Second, the thresholds refer to a specific accounting term called adjusted gross income, or A.G.I., that excludes a lot of categories of income.

Now, if you ask people how much they make, they probably don’t respond with their exact A.G.I. Instead they probably think about their salary, wages, pension income, and maybe a bonus and investment income if those categories brought in substantial money.

That rough mental accounting for how much you make would include some money not counted in A.G.I. (and exclude some money that is part of A.G.I.). In other words, a lot of people might have more than $266,100 flowing into their bank accounts during the year but still have an A.G.I. below $266,100.

A.G.I. includes wages, salaries, investment income and bonuses – the categories mentioned earlier that might be part of a quick mental accounting of how much you make. But it can also be reduced by subtracting items like certain business expenses; health savings account deductions; some moving expenses; contributions to some retirement accounts like an I.R.A.; alimony paid; most Social Security benefits; some income earned overseas; tax-exempt interest on municipal bonds; and college tuition, fees and student loan interest, subject to limits.

On the other hand, there are some categories in your A.G.I. that you might not think to include if someone asks how much you make. These include rents; royalties; income from operating a business; alimony received; share of income from partnerships and S-corporations; income tax refunds; and the ever-popular gambling winnings.

For example, a married couple might make $300,000 annually in salaries and investment income, but after subtracting health savings account deductions, alimony paid and I.R.A. contributions, they might have an adjusted gross income of about $270,000. That means they would probably not be affected by the tax increases aimed at “high income” people even though they are indeed near the top of the income distribution.

To make things even more confusing, note that some of the tax increases intended for “high income” people (using Mr. Obama’s stated $250,000 and $200,000 thresholds from 2009) will actually apply to even fewer people than this analysis so far suggests.

**What to work on**
A. The passage on adjusted gross income names categories that count toward A.G.I. but that people might not think to include when asked how much they make. List all of them.
B. Duplicate the part of the passage on adjusted gross income that runs from "On the other" up to and including "the income distribution.".

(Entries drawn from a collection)

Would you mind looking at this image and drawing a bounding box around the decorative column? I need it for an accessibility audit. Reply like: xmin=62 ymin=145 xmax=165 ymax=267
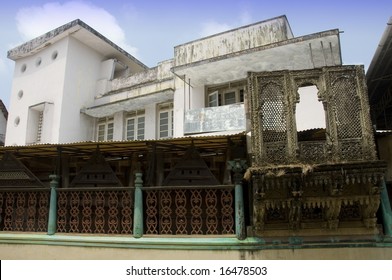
xmin=133 ymin=171 xmax=144 ymax=238
xmin=381 ymin=179 xmax=392 ymax=236
xmin=228 ymin=159 xmax=247 ymax=240
xmin=48 ymin=175 xmax=59 ymax=235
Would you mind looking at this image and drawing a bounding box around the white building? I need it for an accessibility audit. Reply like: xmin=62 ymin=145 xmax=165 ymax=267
xmin=5 ymin=16 xmax=341 ymax=145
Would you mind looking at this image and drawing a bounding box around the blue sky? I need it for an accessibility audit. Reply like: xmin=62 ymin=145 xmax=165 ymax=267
xmin=0 ymin=0 xmax=392 ymax=107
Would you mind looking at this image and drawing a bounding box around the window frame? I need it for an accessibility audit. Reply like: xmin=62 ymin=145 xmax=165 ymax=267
xmin=95 ymin=117 xmax=114 ymax=142
xmin=125 ymin=112 xmax=146 ymax=141
xmin=157 ymin=103 xmax=174 ymax=139
xmin=206 ymin=81 xmax=246 ymax=107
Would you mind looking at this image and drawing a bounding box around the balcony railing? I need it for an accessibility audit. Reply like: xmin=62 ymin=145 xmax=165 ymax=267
xmin=184 ymin=103 xmax=246 ymax=134
xmin=0 ymin=175 xmax=240 ymax=237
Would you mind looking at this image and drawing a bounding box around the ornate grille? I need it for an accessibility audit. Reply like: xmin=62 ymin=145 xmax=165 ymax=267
xmin=57 ymin=190 xmax=133 ymax=234
xmin=260 ymin=82 xmax=287 ymax=143
xmin=298 ymin=141 xmax=327 ymax=163
xmin=331 ymin=76 xmax=362 ymax=139
xmin=144 ymin=187 xmax=234 ymax=235
xmin=0 ymin=190 xmax=49 ymax=232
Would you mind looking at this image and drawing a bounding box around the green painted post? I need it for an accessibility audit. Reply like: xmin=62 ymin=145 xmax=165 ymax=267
xmin=381 ymin=180 xmax=392 ymax=236
xmin=48 ymin=175 xmax=59 ymax=235
xmin=133 ymin=172 xmax=144 ymax=238
xmin=228 ymin=160 xmax=247 ymax=240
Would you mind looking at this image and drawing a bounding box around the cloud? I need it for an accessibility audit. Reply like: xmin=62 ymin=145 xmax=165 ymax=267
xmin=16 ymin=1 xmax=137 ymax=56
xmin=200 ymin=8 xmax=252 ymax=37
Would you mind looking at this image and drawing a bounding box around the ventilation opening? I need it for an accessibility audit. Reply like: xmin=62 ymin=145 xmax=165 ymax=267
xmin=295 ymin=85 xmax=326 ymax=141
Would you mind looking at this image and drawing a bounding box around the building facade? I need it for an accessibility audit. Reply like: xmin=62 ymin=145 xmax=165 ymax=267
xmin=0 ymin=16 xmax=392 ymax=259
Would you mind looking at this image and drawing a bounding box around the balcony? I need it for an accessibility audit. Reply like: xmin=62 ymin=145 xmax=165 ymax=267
xmin=184 ymin=103 xmax=246 ymax=134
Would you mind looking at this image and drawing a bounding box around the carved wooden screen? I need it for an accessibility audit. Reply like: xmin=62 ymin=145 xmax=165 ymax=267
xmin=329 ymin=70 xmax=368 ymax=161
xmin=260 ymin=82 xmax=287 ymax=163
xmin=331 ymin=76 xmax=362 ymax=139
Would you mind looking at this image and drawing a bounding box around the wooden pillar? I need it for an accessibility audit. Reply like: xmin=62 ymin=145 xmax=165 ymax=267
xmin=48 ymin=175 xmax=59 ymax=235
xmin=133 ymin=172 xmax=144 ymax=238
xmin=228 ymin=159 xmax=247 ymax=240
xmin=381 ymin=180 xmax=392 ymax=236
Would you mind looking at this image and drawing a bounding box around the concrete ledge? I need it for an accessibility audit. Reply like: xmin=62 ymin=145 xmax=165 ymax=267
xmin=0 ymin=233 xmax=392 ymax=260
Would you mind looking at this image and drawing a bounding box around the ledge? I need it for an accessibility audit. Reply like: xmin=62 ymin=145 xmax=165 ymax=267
xmin=0 ymin=233 xmax=392 ymax=250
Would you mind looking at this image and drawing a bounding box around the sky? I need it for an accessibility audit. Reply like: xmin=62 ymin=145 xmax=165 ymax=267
xmin=0 ymin=0 xmax=392 ymax=108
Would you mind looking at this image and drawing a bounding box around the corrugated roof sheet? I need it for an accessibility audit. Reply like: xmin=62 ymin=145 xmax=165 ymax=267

**Answers to this exercise**
A.
- Rents
- Royalties
- Income from operating a business
- Alimony received
- Share of income from partnerships and S-corporations
- Income tax refunds
- Gambling winnings

B.
On the other hand, there are some categories in your A.G.I. that you might not think to include if someone asks how much you make. These include rents; royalties; income from operating a business; alimony received; share of income from partnerships and S-corporations; income tax refunds; and the ever-popular gambling winnings.

For example, a married couple might make $300,000 annually in salaries and investment income, but after subtracting health savings account deductions, alimony paid and I.R.A. contributions, they might have an adjusted gross income of about $270,000. That means they would probably not be affected by the tax increases aimed at “high income” people even though they are indeed near the top of the income distribution.